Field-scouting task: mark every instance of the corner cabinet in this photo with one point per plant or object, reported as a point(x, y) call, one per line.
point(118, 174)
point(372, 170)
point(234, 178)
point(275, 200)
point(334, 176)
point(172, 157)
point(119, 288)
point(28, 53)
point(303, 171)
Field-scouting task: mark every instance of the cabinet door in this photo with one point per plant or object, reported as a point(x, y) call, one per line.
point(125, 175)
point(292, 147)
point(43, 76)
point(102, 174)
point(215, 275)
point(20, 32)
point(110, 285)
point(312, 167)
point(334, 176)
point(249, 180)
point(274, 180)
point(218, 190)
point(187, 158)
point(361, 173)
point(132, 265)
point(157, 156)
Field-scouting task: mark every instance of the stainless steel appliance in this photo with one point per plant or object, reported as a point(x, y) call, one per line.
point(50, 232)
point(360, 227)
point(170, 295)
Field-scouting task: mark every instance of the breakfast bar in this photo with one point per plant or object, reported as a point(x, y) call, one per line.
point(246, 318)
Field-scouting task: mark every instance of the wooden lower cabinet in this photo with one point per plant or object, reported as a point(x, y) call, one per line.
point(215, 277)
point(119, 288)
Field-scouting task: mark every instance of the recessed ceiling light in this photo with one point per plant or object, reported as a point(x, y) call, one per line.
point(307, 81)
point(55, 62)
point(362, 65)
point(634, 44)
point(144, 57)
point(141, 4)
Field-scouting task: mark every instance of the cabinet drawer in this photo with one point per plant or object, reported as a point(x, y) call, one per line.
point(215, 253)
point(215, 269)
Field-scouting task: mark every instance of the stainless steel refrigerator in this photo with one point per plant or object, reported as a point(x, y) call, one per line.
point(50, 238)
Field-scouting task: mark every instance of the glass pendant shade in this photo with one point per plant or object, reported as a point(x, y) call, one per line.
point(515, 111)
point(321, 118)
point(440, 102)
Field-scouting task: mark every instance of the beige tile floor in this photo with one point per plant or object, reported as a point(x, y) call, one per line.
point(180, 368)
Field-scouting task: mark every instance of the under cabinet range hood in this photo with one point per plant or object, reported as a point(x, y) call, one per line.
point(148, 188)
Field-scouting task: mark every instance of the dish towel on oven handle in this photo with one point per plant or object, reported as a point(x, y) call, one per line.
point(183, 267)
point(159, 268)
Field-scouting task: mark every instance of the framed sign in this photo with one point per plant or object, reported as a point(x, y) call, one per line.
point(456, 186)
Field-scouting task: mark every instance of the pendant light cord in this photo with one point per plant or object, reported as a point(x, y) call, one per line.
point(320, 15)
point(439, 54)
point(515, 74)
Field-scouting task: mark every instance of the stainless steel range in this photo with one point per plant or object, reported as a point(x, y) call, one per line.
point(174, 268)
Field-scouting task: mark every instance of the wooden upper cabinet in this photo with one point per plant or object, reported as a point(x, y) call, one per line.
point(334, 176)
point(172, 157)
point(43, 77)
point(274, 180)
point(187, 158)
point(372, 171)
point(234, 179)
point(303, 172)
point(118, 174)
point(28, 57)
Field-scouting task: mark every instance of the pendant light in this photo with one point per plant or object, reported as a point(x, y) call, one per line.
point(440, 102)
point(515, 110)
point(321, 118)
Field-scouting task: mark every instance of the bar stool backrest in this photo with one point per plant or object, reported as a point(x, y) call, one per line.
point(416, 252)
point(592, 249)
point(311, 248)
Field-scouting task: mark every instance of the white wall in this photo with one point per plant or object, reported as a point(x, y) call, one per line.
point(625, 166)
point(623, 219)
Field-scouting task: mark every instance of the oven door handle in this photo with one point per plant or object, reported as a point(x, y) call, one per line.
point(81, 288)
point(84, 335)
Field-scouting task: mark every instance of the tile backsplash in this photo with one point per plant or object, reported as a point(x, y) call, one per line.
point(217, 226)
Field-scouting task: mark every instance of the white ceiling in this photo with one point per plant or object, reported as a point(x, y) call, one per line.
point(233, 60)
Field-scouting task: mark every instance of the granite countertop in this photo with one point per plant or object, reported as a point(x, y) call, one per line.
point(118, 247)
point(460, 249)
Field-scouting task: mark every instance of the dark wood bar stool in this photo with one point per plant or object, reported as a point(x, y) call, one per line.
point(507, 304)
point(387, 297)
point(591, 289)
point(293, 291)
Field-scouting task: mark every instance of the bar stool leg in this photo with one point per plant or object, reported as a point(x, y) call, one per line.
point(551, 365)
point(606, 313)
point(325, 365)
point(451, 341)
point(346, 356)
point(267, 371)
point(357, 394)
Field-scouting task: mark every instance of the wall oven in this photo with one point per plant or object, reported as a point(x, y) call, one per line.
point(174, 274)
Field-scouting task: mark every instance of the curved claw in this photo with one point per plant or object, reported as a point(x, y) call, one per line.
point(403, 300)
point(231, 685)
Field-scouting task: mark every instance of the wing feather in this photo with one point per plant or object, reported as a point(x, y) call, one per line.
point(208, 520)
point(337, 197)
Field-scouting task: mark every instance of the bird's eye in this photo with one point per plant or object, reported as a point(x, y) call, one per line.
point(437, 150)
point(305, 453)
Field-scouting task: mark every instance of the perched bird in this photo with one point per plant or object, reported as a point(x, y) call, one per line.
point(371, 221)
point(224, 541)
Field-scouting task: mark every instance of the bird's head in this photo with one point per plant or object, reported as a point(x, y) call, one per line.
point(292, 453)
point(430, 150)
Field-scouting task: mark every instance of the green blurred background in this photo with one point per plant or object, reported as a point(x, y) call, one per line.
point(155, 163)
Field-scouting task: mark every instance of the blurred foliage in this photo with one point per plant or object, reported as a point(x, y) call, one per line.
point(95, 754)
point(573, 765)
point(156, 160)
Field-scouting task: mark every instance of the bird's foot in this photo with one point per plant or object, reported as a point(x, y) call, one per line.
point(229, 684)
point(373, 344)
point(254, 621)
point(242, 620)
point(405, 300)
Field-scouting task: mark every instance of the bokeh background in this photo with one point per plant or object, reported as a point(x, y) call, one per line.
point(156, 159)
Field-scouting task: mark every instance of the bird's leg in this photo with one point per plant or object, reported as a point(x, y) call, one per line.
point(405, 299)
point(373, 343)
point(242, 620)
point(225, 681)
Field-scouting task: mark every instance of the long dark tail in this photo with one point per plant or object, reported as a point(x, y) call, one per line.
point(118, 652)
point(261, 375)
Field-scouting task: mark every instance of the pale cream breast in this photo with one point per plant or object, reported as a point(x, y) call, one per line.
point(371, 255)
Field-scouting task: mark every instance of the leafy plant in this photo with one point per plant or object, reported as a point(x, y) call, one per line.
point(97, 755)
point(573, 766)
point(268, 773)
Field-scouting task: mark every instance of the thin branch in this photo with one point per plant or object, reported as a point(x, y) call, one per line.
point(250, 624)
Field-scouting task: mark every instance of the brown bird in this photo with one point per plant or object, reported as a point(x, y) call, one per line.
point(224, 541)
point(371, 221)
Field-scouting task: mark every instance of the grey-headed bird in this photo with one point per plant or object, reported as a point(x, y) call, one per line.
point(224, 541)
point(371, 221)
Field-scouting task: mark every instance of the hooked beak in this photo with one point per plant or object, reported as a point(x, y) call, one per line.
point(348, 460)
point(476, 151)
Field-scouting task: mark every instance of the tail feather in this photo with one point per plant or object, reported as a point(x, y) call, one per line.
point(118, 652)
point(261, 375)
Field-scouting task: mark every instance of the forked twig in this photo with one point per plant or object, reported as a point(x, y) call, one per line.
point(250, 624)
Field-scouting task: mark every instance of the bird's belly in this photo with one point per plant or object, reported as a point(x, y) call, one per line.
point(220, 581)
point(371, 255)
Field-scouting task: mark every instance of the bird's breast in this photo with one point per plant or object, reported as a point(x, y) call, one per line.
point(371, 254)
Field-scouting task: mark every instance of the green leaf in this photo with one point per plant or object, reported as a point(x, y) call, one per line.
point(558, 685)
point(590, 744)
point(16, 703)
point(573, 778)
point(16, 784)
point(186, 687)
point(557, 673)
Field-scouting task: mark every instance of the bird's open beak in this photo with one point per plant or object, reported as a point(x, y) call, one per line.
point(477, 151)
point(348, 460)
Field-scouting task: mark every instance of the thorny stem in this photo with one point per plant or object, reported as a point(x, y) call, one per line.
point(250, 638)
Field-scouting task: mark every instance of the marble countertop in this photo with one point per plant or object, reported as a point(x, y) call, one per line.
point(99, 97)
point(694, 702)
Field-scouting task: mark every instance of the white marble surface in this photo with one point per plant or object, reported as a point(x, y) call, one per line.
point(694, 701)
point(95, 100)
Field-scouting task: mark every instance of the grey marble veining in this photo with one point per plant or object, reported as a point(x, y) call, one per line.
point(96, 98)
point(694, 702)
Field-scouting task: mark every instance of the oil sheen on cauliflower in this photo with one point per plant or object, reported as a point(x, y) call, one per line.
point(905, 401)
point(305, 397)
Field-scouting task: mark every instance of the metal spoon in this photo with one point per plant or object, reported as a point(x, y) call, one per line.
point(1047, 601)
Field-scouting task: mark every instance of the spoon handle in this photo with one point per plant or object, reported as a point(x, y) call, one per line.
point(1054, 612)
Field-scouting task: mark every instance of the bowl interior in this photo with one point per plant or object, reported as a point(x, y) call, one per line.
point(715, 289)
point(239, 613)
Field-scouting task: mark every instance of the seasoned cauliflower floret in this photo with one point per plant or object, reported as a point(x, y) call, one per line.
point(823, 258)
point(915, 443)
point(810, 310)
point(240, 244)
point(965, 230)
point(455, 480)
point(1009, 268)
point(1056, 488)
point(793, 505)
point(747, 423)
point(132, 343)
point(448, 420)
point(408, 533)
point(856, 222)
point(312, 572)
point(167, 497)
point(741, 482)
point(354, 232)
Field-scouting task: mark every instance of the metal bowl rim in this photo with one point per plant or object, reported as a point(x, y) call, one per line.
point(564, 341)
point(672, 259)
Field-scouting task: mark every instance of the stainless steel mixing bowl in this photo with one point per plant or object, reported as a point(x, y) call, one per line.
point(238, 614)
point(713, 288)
====
• WHAT IS NEEDED: Render everything from the line containing "Field-scouting task: mark every instance of the cabinet door" down to the line containing "point(141, 4)", both included, as a Markdown table with the columns Row and Line. Number each line and leave out any blank ones.

• PROBLEM SOLUTION:
| Row | Line |
|---|---|
| 1 | Field-scouting task: mark every instance of the cabinet door in this photo with one point per plant or object, reported as a point(x, y) call, one per line. |
| 2 | point(125, 175) |
| 3 | point(292, 147) |
| 4 | point(43, 76) |
| 5 | point(102, 174) |
| 6 | point(215, 275) |
| 7 | point(20, 32) |
| 8 | point(110, 285) |
| 9 | point(312, 167) |
| 10 | point(334, 176) |
| 11 | point(249, 180) |
| 12 | point(274, 180) |
| 13 | point(218, 190) |
| 14 | point(187, 158) |
| 15 | point(361, 173) |
| 16 | point(132, 265) |
| 17 | point(157, 156) |
| 18 | Field-scouting task: mark every instance of the stainless steel appliance in this photo with one point per plant or object, reported as a point(x, y) call, one per line. |
| 19 | point(50, 232) |
| 20 | point(360, 227) |
| 21 | point(170, 295) |
| 22 | Field-scouting task: mark every instance of the breakfast bar in this photo with one point per plant or object, reported as a point(x, y) call, one per line. |
| 23 | point(246, 318) |
| 24 | Field-scouting task: mark every instance of the wooden lower cabinet in this photo with one point per plant or object, reported as a point(x, y) call, one per line. |
| 25 | point(215, 277) |
| 26 | point(119, 288) |
| 27 | Field-scouting task: mark every instance of the recessed ceiling light in this photo with one point per plant or object, reported as a point(x, y) call, one per line. |
| 28 | point(307, 81) |
| 29 | point(55, 62) |
| 30 | point(362, 65) |
| 31 | point(634, 44) |
| 32 | point(144, 57) |
| 33 | point(141, 4) |